Problem to work on —
Set down the lines below word for word, starting from the first line of the records and ending with the line that contains "331 38 L 317", inclusive.
==*==
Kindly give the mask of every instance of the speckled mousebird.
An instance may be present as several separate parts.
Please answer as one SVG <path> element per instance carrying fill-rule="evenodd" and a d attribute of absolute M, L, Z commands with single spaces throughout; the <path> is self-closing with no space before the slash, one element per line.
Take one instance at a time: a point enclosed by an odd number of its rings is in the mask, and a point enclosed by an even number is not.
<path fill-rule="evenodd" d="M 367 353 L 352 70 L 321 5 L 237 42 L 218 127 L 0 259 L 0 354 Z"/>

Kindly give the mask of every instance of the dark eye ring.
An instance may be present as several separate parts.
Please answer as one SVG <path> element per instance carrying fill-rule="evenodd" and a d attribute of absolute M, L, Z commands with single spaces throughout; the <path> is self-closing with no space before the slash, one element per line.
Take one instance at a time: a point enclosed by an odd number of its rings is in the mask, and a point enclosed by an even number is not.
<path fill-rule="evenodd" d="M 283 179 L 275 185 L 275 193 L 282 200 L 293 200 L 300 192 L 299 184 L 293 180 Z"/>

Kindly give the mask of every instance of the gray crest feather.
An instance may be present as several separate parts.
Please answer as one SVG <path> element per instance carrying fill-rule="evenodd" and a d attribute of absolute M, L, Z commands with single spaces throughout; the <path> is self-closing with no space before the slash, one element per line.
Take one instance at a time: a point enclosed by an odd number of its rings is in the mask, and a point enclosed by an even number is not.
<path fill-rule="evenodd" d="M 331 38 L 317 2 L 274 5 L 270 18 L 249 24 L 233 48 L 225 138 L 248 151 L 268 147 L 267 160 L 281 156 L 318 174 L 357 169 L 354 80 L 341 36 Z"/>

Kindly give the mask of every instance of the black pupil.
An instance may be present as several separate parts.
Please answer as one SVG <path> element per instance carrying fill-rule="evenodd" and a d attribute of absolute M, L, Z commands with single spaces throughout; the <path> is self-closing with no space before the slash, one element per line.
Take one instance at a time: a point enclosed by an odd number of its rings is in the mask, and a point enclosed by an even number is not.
==*==
Answer in full —
Kindly give the mask of every instance of the speckled mousebird.
An instance may be present as several separate parts.
Please answer as one SVG <path> element per instance carrying fill-rule="evenodd" and a d attribute of absolute M, L, Z commands with single spaces throughout; the <path> is self-closing with no space before the slash, one element per line.
Take one instance at a time: a point enclosed by an odd number of its rings is in the mask, and a point enclosed by an even number is not.
<path fill-rule="evenodd" d="M 367 353 L 352 70 L 321 5 L 237 42 L 218 127 L 0 259 L 0 354 Z"/>

Kindly give the mask of every instance of the dark eye ring.
An instance may be present as several separate parts.
Please answer as one SVG <path> element per instance carrying fill-rule="evenodd" and a d attribute of absolute M, L, Z commands with single spaces throughout; the <path> is self-closing with no space before the slash, one element per line.
Take one instance at a time: a point enclosed by an odd number of its rings is in the mask, and a point enclosed by an even number is not.
<path fill-rule="evenodd" d="M 283 179 L 275 185 L 275 193 L 282 200 L 293 200 L 300 192 L 299 184 L 293 180 Z"/>

Kindly give the mask of every instance of the gray crest feather.
An instance may be present as several separate parts.
Please answer as one SVG <path> element per instance carrying fill-rule="evenodd" and a d attribute of absolute M, L, Z commands with single spaces throughout; the <path> is self-closing with no space before the slash, one element per line.
Take one instance at a time: a point enclosed by an odd number of its rings is in the mask, and a point enclosed by an even number is not.
<path fill-rule="evenodd" d="M 331 38 L 317 2 L 274 5 L 270 18 L 249 24 L 233 48 L 225 138 L 248 151 L 268 147 L 267 160 L 281 156 L 318 174 L 357 169 L 354 80 L 341 36 Z"/>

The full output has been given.